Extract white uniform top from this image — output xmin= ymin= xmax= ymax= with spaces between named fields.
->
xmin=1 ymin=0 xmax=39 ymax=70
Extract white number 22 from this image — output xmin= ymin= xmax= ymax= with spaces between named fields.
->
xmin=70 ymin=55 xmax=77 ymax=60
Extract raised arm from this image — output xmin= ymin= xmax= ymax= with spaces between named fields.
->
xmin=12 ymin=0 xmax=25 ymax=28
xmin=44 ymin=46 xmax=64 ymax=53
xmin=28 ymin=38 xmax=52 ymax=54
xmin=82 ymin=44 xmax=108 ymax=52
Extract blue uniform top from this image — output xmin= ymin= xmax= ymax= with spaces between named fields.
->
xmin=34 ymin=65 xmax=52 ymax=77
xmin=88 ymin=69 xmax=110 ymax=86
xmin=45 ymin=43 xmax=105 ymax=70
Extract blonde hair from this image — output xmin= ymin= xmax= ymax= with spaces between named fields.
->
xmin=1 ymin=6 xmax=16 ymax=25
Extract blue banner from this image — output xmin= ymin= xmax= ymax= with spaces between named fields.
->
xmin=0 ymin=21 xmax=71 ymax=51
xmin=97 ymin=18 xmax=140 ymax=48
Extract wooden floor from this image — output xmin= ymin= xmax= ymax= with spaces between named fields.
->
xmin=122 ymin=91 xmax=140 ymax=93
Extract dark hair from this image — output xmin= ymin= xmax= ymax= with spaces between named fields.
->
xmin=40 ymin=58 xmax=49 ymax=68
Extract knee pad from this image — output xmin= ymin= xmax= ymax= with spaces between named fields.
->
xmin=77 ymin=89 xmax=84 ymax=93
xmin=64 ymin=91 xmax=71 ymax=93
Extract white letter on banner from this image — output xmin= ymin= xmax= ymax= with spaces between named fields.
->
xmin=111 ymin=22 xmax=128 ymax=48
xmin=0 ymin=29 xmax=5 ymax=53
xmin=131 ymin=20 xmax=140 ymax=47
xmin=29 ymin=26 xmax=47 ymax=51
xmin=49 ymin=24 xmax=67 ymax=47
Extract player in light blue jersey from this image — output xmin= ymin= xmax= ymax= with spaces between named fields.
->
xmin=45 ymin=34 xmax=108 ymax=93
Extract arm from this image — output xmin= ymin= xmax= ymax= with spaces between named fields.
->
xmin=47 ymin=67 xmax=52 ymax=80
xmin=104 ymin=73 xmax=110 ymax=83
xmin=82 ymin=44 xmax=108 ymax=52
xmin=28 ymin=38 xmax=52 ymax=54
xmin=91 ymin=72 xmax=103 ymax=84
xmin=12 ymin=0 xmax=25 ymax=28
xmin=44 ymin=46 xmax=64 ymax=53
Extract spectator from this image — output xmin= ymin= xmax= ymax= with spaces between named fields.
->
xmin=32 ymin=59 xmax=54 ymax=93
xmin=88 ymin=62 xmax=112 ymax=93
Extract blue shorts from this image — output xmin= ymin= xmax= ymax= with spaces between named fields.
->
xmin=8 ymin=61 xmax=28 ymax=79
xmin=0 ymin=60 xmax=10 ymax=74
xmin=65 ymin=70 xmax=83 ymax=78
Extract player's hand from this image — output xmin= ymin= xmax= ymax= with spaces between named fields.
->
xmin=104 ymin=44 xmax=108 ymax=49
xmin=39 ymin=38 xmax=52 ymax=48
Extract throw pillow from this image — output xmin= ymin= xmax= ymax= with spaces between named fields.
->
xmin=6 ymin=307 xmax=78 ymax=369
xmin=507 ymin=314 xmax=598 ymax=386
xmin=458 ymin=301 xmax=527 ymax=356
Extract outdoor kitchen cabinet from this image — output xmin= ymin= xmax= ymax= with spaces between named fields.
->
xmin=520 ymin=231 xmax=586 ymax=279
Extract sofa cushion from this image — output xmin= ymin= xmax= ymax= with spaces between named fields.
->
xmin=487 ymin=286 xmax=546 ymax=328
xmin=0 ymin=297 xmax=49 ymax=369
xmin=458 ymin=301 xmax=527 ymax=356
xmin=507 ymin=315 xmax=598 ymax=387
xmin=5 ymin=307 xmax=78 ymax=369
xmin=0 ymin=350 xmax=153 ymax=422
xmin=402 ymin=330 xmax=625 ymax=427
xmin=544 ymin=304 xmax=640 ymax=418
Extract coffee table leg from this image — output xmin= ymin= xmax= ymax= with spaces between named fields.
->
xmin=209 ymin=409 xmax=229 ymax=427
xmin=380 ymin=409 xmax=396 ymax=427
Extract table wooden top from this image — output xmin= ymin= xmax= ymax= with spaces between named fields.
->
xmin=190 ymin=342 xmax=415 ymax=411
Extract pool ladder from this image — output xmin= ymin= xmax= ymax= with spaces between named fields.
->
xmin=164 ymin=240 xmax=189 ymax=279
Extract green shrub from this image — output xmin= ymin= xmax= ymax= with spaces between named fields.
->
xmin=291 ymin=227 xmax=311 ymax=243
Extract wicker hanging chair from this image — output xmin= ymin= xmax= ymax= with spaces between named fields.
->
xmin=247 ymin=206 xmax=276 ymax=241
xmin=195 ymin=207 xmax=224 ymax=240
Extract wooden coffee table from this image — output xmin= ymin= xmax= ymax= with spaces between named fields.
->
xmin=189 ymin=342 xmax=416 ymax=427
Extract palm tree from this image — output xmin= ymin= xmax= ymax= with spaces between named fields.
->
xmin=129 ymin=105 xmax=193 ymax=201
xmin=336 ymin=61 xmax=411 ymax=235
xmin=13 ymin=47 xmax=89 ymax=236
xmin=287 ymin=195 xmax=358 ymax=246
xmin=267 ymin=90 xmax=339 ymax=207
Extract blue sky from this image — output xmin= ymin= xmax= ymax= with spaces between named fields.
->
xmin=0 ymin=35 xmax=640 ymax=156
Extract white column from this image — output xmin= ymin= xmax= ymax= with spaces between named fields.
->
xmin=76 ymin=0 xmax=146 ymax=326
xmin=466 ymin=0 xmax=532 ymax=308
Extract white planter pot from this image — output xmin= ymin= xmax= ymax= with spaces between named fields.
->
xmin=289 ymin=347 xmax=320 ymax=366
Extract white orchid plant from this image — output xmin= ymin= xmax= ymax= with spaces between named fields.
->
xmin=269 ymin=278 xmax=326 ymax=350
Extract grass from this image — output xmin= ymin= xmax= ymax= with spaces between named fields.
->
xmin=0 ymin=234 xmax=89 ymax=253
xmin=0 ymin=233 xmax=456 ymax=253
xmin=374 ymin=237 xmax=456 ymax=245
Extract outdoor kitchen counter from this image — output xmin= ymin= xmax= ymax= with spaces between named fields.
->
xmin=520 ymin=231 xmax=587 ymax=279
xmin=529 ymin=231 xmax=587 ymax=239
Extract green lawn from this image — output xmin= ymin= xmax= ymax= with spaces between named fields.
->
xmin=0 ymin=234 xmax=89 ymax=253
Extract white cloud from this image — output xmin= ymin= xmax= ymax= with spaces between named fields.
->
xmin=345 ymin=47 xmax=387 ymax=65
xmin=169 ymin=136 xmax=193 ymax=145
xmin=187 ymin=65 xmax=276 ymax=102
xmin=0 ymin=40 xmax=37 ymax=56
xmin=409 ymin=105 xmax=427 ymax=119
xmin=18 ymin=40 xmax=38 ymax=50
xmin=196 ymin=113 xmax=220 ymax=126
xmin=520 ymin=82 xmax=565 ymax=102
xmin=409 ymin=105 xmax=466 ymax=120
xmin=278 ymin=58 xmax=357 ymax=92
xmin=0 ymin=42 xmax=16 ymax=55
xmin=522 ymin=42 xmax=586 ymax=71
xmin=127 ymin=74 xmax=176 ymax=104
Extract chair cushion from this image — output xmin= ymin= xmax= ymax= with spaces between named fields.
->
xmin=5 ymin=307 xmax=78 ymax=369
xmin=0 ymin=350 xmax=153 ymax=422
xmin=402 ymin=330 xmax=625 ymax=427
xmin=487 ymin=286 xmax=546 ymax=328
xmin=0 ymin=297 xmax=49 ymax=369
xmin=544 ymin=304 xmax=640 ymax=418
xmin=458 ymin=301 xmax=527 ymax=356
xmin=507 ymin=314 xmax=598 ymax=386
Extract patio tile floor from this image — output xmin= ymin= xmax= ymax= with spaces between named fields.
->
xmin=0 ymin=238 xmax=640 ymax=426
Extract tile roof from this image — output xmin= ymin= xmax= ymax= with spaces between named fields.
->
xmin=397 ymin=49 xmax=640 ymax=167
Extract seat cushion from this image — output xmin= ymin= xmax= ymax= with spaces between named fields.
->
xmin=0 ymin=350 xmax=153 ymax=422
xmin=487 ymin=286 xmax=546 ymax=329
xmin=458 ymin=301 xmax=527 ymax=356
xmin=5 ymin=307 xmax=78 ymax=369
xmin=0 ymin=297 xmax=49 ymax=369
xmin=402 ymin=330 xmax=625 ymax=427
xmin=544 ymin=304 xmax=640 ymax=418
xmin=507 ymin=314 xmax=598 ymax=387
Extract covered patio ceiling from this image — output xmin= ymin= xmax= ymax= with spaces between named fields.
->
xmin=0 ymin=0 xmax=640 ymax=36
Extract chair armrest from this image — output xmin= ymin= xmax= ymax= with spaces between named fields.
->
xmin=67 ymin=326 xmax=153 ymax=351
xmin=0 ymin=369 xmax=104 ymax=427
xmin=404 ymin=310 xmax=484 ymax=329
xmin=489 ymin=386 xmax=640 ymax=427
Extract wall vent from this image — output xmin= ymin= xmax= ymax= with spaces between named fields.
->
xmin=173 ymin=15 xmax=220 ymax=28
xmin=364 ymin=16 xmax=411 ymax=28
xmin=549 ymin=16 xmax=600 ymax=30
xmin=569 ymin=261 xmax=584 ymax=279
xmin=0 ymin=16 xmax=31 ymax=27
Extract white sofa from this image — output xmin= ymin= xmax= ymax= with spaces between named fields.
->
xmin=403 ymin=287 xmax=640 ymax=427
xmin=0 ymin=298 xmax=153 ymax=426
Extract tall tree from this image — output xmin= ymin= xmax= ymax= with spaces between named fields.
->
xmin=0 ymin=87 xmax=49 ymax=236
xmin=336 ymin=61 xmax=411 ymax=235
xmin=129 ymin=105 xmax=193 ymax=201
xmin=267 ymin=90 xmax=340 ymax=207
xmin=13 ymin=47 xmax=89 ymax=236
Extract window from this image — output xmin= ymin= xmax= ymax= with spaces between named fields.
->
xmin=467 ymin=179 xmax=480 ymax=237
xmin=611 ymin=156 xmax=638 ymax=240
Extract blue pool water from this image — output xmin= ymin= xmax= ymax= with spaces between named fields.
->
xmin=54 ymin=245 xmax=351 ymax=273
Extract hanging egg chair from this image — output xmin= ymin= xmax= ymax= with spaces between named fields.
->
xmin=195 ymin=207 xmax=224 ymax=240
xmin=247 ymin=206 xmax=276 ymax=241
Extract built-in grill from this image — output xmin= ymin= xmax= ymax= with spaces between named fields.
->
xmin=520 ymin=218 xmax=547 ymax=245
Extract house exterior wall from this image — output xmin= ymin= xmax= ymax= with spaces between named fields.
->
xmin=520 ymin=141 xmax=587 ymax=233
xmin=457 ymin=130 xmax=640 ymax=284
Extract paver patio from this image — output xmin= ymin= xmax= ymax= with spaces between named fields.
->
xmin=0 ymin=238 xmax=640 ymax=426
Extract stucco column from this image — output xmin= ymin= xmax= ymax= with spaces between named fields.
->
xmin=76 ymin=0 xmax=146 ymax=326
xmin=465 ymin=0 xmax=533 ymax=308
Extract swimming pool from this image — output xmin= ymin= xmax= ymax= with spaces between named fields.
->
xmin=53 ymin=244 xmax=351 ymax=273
- - -
Copy everything from the line containing "Extract white sofa" down to the line containing "xmin=0 ymin=298 xmax=153 ymax=426", changing "white sofa" to "cream sofa" and keeping the rest as it is.

Extract cream sofa from this image — output xmin= ymin= xmax= ymax= with spaces between named fields.
->
xmin=403 ymin=287 xmax=640 ymax=427
xmin=0 ymin=298 xmax=153 ymax=426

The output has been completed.